» **原文**
題目大意: 算A0~An加總,An = An-1*An-1%m
思路: N很大,所以從m下手,因為%m,所以數字的範圍一定會在這裏面,而且會有環。所以關鍵在找環。
我這邊用Floyd Cycle。龜兔賽跑演算法,假設相遇點為a,則烏龜前進了 F+a。兔子前進了 F+nC + a。F為進入環之前的距離
(2倍烏龜=1倍兔子)所以 2(F+a) = F+nC+a => F + a = nC,所以說如何找環的進入點,當烏龜在0的時候,前進了F ,兔子在剛剛的相遇點前進F 所以兔子 F+nC + a + F
不就等於 nC + nC + F, 烏龜在F。 假設n是0,那不就得到了進入點?
所以有了進入點之後,就可以算環有多長。最後就看用了幾次環。
這場解4題(1235),第6題,等我能夠一場解出5題在看,因為看起來頗噁心。
代碼:
#include <bits/stdc++.h>
#define Fast cin.tie(0), ios::sync_with_stdio(0)
#define All(x) x.begin(), x.end()
#define louisfghbvc int t; cin >> t; while(t--)
#define sz(x) (int)(x).size()

» **記錄資料**
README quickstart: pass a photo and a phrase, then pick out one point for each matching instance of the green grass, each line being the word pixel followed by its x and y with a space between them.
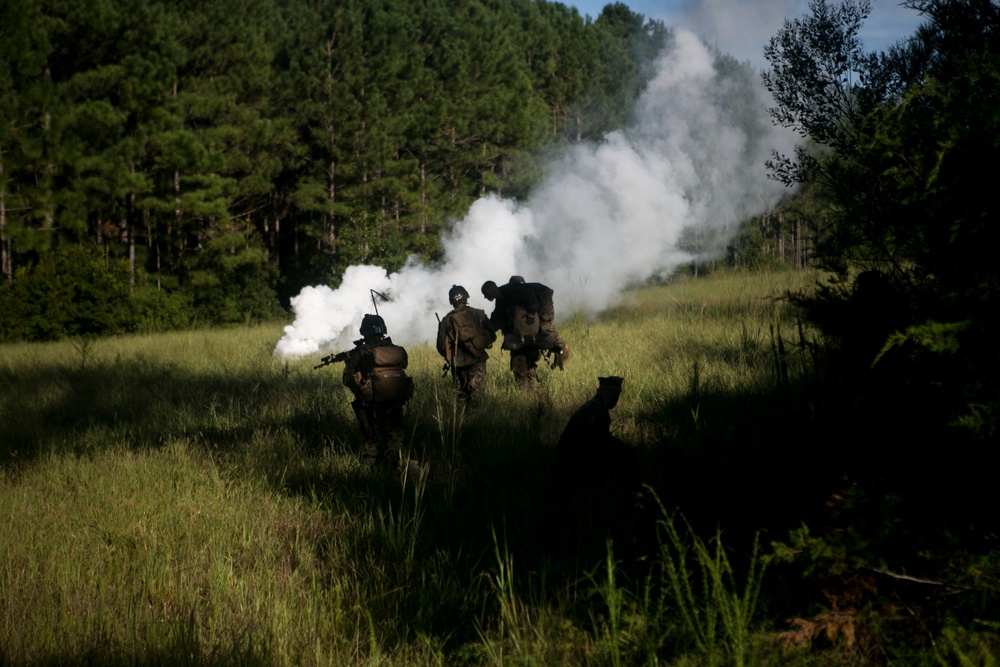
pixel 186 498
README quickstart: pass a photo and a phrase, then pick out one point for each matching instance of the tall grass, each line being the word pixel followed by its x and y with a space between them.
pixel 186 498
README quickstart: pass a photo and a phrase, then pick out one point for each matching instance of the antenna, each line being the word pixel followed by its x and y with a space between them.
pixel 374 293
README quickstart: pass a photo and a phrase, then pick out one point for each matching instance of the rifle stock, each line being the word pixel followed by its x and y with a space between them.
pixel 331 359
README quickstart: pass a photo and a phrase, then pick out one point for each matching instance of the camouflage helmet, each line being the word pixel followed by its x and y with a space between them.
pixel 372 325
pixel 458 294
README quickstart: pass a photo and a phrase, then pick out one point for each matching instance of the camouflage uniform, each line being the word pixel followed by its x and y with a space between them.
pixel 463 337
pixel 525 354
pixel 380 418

...

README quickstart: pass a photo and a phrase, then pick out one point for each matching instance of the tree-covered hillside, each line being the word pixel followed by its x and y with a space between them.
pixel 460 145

» **題目敘述 1**
把原文中「所以有了進入點之後,就可以算環有多長。」一句譯成英文。
» **題目敘述 2**
下列三項敘述是否與原文相符?每項答「是」或「否」,並照錄原文中作為判斷依據的字句。
(a) 作者採用 Floyd Cycle 演算法來找環。
(b) 作者在這場解出了5題。
(c) F 代表進入環之前的距離。

» **完整解答 1**
So once we have the entry point, we can calculate how long the cycle is.

» **完整解答 2**
(a) 是。「我這邊用Floyd Cycle。」
(b) 否。「這場解4題(1235)」
(c) 是。「F為進入環之前的距離」